Extrait de page:
M. le président. La parole est à M. le Premier ministre.

M. Édouard Philippe, Premier ministre. Nous étions ensemble le 31 octobre dernier en Seine-Saint-Denis lors de l’annonce du plan. Celui-ci répondait aux interrogations multiples formulées par les habitants et par les parlementaires de Seine-Saint-Denis ; il répondait à un travail collectif ; il répondait au rapport que vous avez cité – un rapport éclairant, dur dans le constat qu’il dresse des inégalités et des fragilités exceptionnelles, mais anciennes observées dans ce département, un rapport qui souligne qu’à département hors norme, il faut des réponses hors norme. Tel est bien le sens du plan comprenant vingt-trois mesures que j’ai présenté – je vous remercie de l’avoir rappelé.

Vous avez raison de dire qu’il est paradoxal que le département le plus jeune de France métropolitaine soit aussi celui qui paie le plus lourd tribut à l’épidémie de covid-19, alors que l’on sait que les populations les plus fragiles, et singulièrement les plus âgées, sont les victimes les plus courantes de cette maladie. J’ai dit à l’occasion du lancement des travaux du Ségur de la santé que la carte des décès correspondait bien trop souvent, hélas, à une autre carte, celle des inégalités sociales.

La Seine-Saint-Denis en est l’illustration : plus grande difficulté d’accès aux soins, plus grande difficulté à bénéficier des indispensables politiques de prévention en matière de santé, plus grande comorbidité… bref, toute une série de facteurs qu’il m’est impossible de détailler ici – mais nous les avons identifiés.

Le paradoxe n’est donc qu’apparent, et c’est pourquoi nous voulons mettre en œuvre des mesures hors norme pour ce département hors normes. Vous dites : l’espoir renaît, mais il faut que les paroles se traduisent par des actes. Eh bien, les actes, monsieur le député, les voici.

La prime de fidélisation qui avait été annoncée, cette prime de 10 000 euros versée aux fonctionnaires après cinq ans de service effectif en Seine-Saint-Denis, sera applicable à partir du mois de juillet prochain ; les décrets seront publiés dans l’intervalle. (Applaudissements sur quelques bancs des groupes LaREM et GDR.)

Données recueillies:
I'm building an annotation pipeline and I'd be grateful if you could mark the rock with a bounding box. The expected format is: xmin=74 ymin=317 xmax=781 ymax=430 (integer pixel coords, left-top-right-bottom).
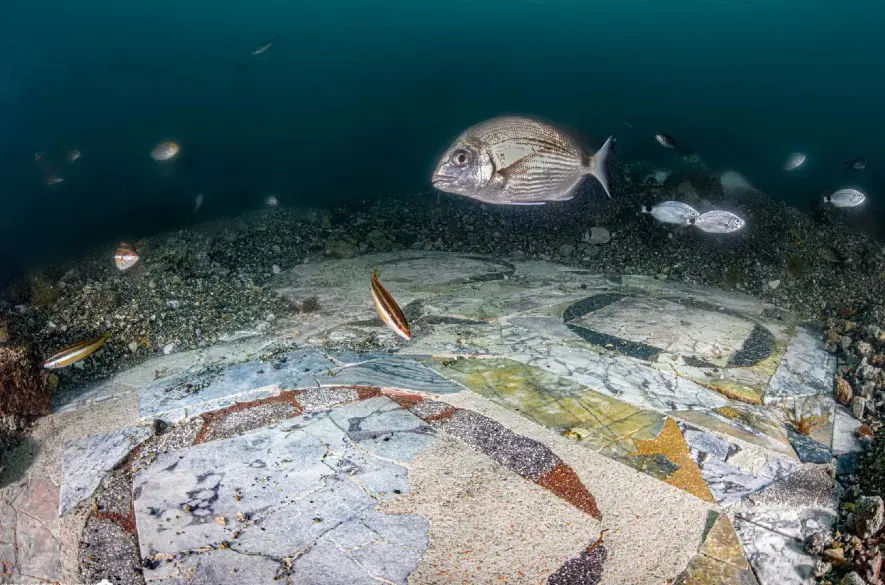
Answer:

Consigne 1: Recopiez à l'identique le passage de l'intervention du Premier ministre qui va de "Le paradoxe n’est" à "LaREM et GDR.)".
Consigne 2: Selon l'intervention du Premier ministre, à partir de quand la prime de fidélisation sera-t-elle applicable ?
Consigne 3: Reprenez l'intervention du Premier ministre sur la Seine-Saint-Denis et poursuivez-la à la suite de sa dernière phrase.

Résultat attendu 1:
Le paradoxe n’est donc qu’apparent, et c’est pourquoi nous voulons mettre en œuvre des mesures hors norme pour ce département hors normes. Vous dites : l’espoir renaît, mais il faut que les paroles se traduisent par des actes. Eh bien, les actes, monsieur le député, les voici.

La prime de fidélisation qui avait été annoncée, cette prime de 10 000 euros versée aux fonctionnaires après cinq ans de service effectif en Seine-Saint-Denis, sera applicable à partir du mois de juillet prochain ; les décrets seront publiés dans l’intervalle. (Applaudissements sur quelques bancs des groupes LaREM et GDR.)

Résultat attendu 2: À partir du mois de juillet prochain.

Résultat attendu 3:
Cinquante policiers supplémentaires dans les deux nouveaux quartiers de reconquête républicaine de La Courneuve et de Saint-Ouen et cinquante nouveaux officiers de police judiciaire seront nommés. Les effectifs seront au complet le 1er septembre prochain. Un des apports du rapport avait été de montrer, notamment pour ce qui concerne les officiers de police judiciaire, combien la Seine-Saint-Denis manquait de ces personnels indispensables au bon fonctionnement de la justice.

La garde des sceaux présentera dans les semaines qui viennent un schéma directeur qui définira les modalités de l’extension du tribunal judiciaire de Bobigny. Celle-ci a été décidée et annoncée, il faut maintenant que le schéma directeur soit rendu public.

En matière éducative, 200 futurs enseignants bénéficieront cette année d’un contrat de préprofessionnalisation. Nous avions souligné combien cet instrument était nécessaire dans ce département, afin de permettre le pré-recrutement, c’est-à-dire la mobilisation des talents au service de l’éducation.

Le préfet de la Seine-Saint-Denis a vu l’enveloppe de la dotation de soutien à l’investissement public local majorée afin de soutenir les investissements dans l’immobilier scolaire, au premier rang desquels le dédoublement des classes de CP et CE1 dans les réseaux d’éducation prioritaire et les réseaux d’éducation prioritaire renforcée, les REP et REP+. Comme il y en a beaucoup, il faut beaucoup d’investissements.

L’enveloppe dédiée a donc été augmentée.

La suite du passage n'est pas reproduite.